DO THIS: Retype the rows from the one containing "parked motorcycle. Report bounding boxes for all instances." through the one containing "[672,825,823,896]", both included, with nothing changed.

DATA IN THIS EXERCISE:
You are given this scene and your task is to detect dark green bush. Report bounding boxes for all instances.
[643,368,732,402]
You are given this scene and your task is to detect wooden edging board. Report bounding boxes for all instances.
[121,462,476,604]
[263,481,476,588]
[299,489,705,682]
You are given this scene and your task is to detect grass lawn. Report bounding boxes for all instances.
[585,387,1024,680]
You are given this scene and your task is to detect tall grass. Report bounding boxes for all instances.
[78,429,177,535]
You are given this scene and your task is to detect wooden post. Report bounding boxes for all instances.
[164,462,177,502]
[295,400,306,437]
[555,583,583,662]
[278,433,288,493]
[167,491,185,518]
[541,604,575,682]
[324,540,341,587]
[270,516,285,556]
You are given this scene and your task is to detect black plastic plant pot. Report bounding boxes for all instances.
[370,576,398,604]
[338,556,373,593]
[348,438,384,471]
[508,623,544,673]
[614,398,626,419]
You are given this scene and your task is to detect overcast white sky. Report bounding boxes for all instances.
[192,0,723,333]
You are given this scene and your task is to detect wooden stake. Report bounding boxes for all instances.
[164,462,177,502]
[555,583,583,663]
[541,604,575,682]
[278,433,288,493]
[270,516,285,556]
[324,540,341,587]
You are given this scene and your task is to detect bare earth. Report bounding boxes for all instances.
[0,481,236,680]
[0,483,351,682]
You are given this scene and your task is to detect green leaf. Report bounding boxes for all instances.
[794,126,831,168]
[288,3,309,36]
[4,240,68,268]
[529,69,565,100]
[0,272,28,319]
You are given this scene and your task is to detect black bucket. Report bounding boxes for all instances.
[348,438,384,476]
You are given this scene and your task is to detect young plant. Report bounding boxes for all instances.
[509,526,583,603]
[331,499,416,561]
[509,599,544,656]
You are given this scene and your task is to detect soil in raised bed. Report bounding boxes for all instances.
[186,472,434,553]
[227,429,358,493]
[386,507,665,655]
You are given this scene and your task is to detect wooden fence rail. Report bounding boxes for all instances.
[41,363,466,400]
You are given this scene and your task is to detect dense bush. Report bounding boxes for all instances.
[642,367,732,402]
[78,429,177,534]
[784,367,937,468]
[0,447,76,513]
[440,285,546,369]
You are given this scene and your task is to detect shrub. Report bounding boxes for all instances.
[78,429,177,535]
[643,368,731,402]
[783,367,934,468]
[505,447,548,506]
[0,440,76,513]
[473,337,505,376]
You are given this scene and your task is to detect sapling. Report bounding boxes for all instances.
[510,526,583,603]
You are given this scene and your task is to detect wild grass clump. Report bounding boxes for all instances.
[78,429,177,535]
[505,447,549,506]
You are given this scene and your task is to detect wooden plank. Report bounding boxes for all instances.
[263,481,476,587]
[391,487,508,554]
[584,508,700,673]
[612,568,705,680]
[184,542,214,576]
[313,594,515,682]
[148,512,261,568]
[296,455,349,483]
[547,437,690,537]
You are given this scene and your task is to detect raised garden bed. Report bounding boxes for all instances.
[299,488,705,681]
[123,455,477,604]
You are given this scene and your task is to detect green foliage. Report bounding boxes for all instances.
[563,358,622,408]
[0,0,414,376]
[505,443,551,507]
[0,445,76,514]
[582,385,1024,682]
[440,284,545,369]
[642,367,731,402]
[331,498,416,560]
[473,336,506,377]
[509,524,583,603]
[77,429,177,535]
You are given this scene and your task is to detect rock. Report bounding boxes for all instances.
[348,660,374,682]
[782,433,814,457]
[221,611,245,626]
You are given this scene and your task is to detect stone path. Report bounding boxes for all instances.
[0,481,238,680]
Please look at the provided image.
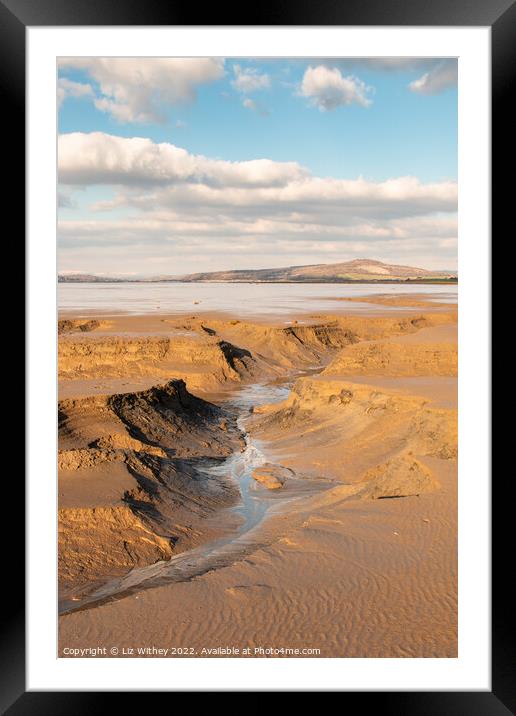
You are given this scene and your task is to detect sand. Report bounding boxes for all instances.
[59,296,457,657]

--

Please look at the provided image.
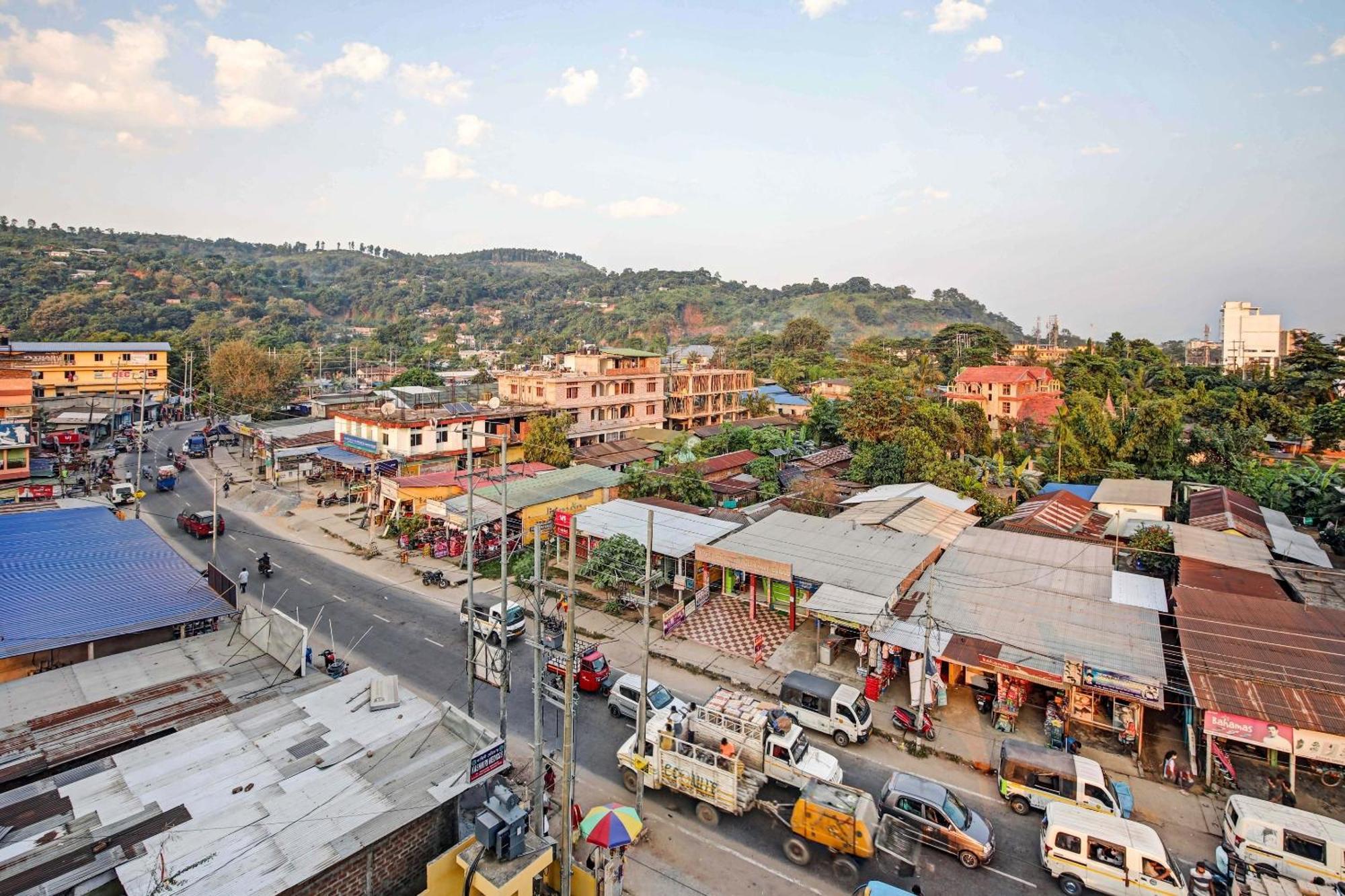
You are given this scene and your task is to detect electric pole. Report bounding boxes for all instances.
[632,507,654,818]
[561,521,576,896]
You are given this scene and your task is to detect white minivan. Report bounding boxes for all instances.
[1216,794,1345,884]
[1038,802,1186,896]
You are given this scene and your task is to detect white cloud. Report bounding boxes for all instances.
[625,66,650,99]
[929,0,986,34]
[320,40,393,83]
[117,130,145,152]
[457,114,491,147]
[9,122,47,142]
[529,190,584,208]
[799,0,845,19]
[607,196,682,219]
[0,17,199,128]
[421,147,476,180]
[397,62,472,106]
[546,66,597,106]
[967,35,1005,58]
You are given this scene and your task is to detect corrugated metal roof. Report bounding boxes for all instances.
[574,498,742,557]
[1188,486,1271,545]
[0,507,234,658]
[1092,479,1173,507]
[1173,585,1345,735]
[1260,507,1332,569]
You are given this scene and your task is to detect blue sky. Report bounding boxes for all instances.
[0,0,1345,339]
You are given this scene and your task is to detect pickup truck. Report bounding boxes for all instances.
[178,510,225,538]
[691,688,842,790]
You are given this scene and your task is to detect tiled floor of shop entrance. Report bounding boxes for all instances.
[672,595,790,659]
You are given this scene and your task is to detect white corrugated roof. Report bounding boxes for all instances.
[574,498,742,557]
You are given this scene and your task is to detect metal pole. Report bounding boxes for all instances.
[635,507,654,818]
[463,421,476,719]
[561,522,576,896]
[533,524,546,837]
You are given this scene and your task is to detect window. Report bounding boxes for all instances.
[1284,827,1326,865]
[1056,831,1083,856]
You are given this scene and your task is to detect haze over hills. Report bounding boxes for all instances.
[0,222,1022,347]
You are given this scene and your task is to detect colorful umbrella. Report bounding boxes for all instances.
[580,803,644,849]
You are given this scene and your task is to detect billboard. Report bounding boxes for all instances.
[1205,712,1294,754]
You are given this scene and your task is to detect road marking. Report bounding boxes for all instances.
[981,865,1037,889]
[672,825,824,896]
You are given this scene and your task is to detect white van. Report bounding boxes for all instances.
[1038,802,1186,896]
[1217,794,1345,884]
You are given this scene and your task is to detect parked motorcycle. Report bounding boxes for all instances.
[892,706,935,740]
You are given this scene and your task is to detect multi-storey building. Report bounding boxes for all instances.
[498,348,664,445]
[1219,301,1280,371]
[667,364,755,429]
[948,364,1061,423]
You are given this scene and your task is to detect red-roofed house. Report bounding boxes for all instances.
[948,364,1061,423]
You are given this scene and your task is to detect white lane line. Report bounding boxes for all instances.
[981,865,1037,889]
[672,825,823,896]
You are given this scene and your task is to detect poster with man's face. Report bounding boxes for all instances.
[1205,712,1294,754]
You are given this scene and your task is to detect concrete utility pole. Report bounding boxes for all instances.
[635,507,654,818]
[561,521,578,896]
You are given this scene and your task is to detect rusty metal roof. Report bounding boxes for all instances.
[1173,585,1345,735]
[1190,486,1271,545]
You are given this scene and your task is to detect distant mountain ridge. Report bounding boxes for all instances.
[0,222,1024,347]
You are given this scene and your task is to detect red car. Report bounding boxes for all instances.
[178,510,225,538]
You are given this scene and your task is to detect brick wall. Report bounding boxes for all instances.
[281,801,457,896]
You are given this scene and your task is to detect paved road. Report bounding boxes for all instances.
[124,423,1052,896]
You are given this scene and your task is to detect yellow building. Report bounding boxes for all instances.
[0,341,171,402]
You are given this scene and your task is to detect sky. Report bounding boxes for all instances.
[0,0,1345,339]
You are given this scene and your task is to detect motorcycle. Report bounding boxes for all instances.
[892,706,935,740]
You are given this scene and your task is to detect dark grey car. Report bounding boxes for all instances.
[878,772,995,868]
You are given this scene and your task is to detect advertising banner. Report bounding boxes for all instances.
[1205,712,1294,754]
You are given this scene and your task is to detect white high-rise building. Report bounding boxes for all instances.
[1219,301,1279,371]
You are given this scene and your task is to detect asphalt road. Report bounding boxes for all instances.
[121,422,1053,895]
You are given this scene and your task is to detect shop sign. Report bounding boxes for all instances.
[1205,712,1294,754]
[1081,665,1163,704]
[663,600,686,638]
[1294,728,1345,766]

FINAL RESULT:
You are given this scene and your task is to detect parked motorcycle. Report bounding boxes for all instances.
[892,706,935,740]
You are given this scene and your task is to detect multi-storey building. Report bounding boxes for all instances.
[498,348,664,445]
[1219,301,1280,371]
[667,364,755,429]
[948,364,1061,423]
You are given this scene and your task is to detect red-roofed house. Report bounding boxes for all instances.
[948,364,1061,423]
You are given this scene and your task is to detect white lane line. Report bounding boxes for all instances.
[981,865,1037,889]
[672,825,823,896]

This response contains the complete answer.